The problem
Nothing in the records should change; write them all out exactly.

Stored items from a collection:
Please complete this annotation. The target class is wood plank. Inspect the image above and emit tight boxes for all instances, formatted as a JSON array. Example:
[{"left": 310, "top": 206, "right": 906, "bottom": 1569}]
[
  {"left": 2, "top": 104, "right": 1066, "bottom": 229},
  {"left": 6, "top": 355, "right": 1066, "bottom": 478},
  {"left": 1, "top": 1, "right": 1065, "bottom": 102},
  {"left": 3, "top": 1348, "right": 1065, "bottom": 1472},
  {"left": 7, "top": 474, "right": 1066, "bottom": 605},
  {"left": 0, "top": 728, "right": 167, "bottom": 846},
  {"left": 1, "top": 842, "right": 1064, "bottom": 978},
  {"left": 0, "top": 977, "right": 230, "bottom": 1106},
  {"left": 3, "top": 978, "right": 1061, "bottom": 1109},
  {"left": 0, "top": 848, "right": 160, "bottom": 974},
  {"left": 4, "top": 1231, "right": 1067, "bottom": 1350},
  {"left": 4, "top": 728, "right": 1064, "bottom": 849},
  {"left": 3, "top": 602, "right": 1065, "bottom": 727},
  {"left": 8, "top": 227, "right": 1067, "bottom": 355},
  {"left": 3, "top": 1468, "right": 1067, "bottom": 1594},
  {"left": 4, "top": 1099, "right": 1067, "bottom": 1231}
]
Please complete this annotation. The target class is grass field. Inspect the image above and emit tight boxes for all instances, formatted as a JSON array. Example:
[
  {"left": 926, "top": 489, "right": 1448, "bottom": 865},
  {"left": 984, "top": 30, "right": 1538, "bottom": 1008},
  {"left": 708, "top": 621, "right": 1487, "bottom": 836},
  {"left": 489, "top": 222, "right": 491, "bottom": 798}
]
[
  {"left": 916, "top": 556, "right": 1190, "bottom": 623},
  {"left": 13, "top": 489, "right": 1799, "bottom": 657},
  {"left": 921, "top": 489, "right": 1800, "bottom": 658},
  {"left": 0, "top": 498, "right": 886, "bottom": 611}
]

Response
Please complete this annotation. The target class is wood plank. Inspect the image above and emit tight boxes for all instances, formatted as a JSON array. Example:
[{"left": 310, "top": 206, "right": 906, "bottom": 1569}]
[
  {"left": 2, "top": 104, "right": 1066, "bottom": 229},
  {"left": 6, "top": 355, "right": 1066, "bottom": 478},
  {"left": 1, "top": 1, "right": 1065, "bottom": 102},
  {"left": 3, "top": 1348, "right": 1065, "bottom": 1472},
  {"left": 7, "top": 474, "right": 1066, "bottom": 605},
  {"left": 0, "top": 728, "right": 167, "bottom": 846},
  {"left": 1, "top": 842, "right": 1064, "bottom": 978},
  {"left": 0, "top": 977, "right": 230, "bottom": 1106},
  {"left": 3, "top": 978, "right": 1061, "bottom": 1109},
  {"left": 0, "top": 848, "right": 160, "bottom": 974},
  {"left": 4, "top": 1231, "right": 1067, "bottom": 1350},
  {"left": 4, "top": 728, "right": 1064, "bottom": 849},
  {"left": 3, "top": 602, "right": 1065, "bottom": 727},
  {"left": 8, "top": 227, "right": 1067, "bottom": 355},
  {"left": 3, "top": 1468, "right": 1067, "bottom": 1594},
  {"left": 4, "top": 1099, "right": 1067, "bottom": 1231}
]
Please complete this annotation. The target class is grass field. Inspect the image above and emit tight boxes for all instances, formatted as a JSON array. Example:
[
  {"left": 926, "top": 489, "right": 1448, "bottom": 865},
  {"left": 984, "top": 30, "right": 1538, "bottom": 1008},
  {"left": 708, "top": 621, "right": 1487, "bottom": 836},
  {"left": 489, "top": 222, "right": 491, "bottom": 798}
]
[
  {"left": 916, "top": 556, "right": 1190, "bottom": 623},
  {"left": 13, "top": 489, "right": 1799, "bottom": 657},
  {"left": 921, "top": 489, "right": 1800, "bottom": 658},
  {"left": 0, "top": 498, "right": 886, "bottom": 611}
]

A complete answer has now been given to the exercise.